• [GIVEN REQUEST A]: Gather every line of the records that contains the word "cross".

━━━ PAGE TEXT ━━━

Goodie Girl Cookies: Interview with founder and CEO Shira Berk

By | June 5, 2017
Goodie Girl Cookies Mint Slims

Photo credit: Goodie Girl Cookies

On assignment developing a feature story for Food Dive called A Balancing Act: How to go from idea to successful food startup, I recently had the pleasure of interviewing Shira Berk, founder and CEO of Tribeca, NY-based Goodie Girl Cookies – great-tasting cookies that just happen to be certified gluten free.

What a sharp, smart and successful lady.

Berk started Goodie Girl Cookies in 2010. The brand continues to gain steam, landing placement at a growing roster of national retailers, including Kroger, Target and Walmart. Most recently, Goodie Girl Cookies signed a deal with Starbucks, making 2-ounce sleeves of the company’s best-selling Mint Slims available along with Frappuccinos.

The following is an excerpt from my Food Dive feature story, which can be read in full here.


Goodie Girl Cookies: Building a brand one cookie at a time

Like many food startups, Goodie Girl Cookies began with an idea in a home kitchen – make a great-tasting cookie that happens to be gluten free by using all natural ingredients and wheat flour alternatives.

“I had a vision. But for me, the important thing was figuring out what I wasn’t able to do or learn quickly enough,” founder and CEO Berk told Food Dive.

Despite the company’s meteoric rise in recent years, Berk told Food Dive that it was all about taking small steps. As she states on the company website, “Just like in baking, building a business is about finding that perfect blend of ingredients, taking the right steps, in the right order, to create something amazing.”

After outgrowing the home kitchen, Berk moved into a commercial kitchen and entrepreneurial incubator. Here, she networked and learned.

“It’s about becoming a member of a community where ideas are shared and people help you launch your company,” Berk said. “It’s more than a place to bake cookies. I gained access to resources and became connected with other entrepreneurs in the field who had actually done this before.”

With Berk’s background in PR and marketing, she’s passionate about the creative side of building the business and brand, but needed to look outside for help on the production end.

“For me, the challenge came with production,” Berk said. “I did every single thing possibly wrong.”

Through the incubator, Berk was introduced to a bakery consultant who helped smooth out many of the production issues. “That was the catalyst,” Berk said.

The next move was to a bigger commercial kitchen with proper baking equipment she needed to scale. It was here that someone introduced her to a Whole Foods buyer, who became interested in her product, and Goodie Girl Cookies broke into Whole Foods Northeast region.

━━━ RECORDS SHOWN ━━━

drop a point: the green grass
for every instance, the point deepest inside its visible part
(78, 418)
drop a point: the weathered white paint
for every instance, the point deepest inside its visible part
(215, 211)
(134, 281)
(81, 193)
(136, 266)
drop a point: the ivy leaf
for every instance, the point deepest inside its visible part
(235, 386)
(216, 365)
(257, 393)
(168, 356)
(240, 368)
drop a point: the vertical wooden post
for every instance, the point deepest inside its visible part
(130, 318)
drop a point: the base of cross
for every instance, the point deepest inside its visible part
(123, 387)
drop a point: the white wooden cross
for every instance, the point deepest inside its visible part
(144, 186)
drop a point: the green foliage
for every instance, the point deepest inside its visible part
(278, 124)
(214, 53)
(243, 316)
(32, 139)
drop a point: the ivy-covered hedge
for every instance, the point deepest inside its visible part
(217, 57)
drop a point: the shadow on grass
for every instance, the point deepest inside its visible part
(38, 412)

━━━
━━━ RECORDS SHOWN ━━━

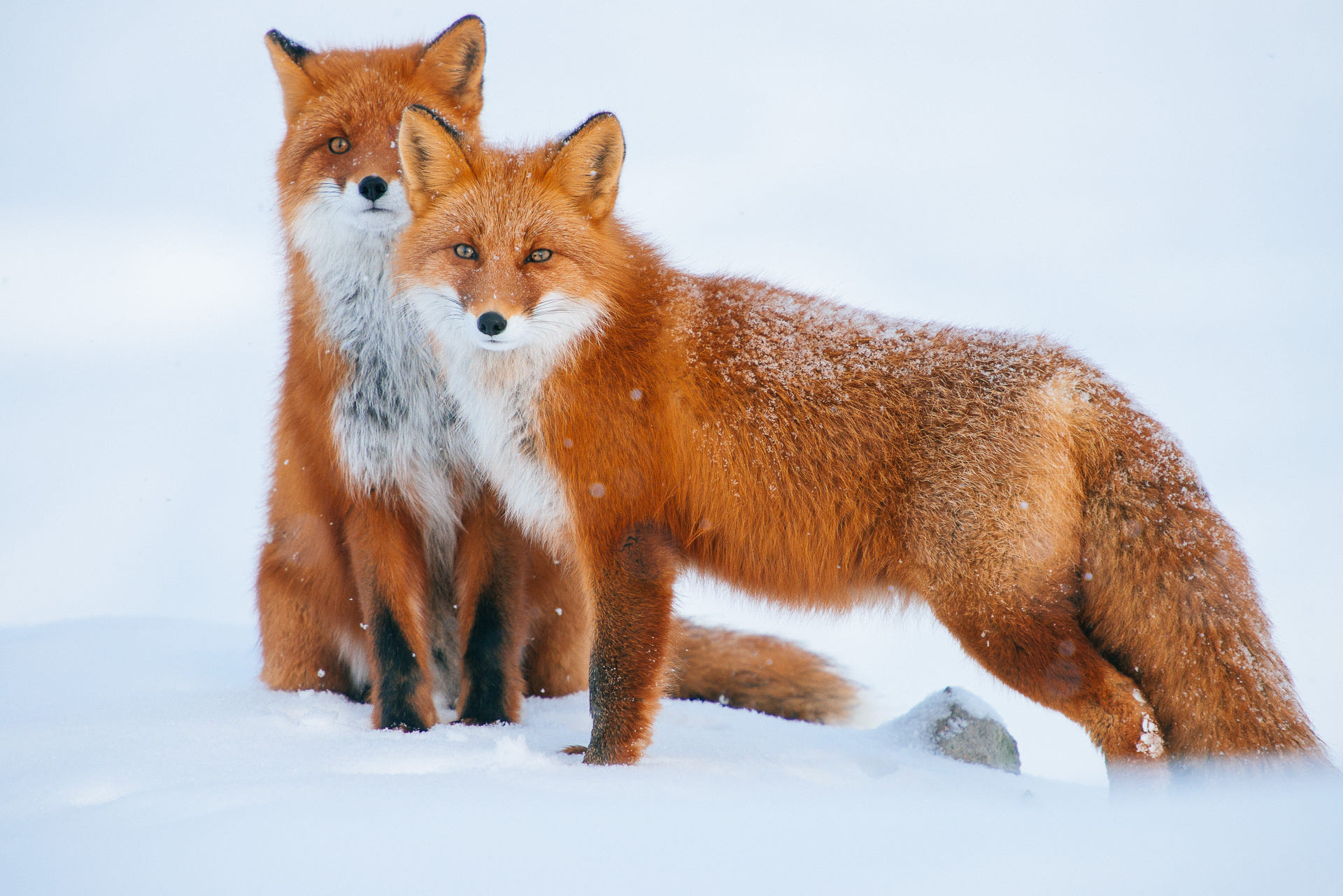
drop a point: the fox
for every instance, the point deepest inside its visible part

━━━

• [GIVEN REQUEST B]: List every company that the Goodie Girl Cookies interview names as selling the brand's cookies or making them available.

• [CORRECT OUTPUT A]:
drop a point: the base of cross
drop a point: the white wooden cross

• [CORRECT OUTPUT B]:
- Kroger
- Target
- Walmart
- Starbucks
- Whole Foods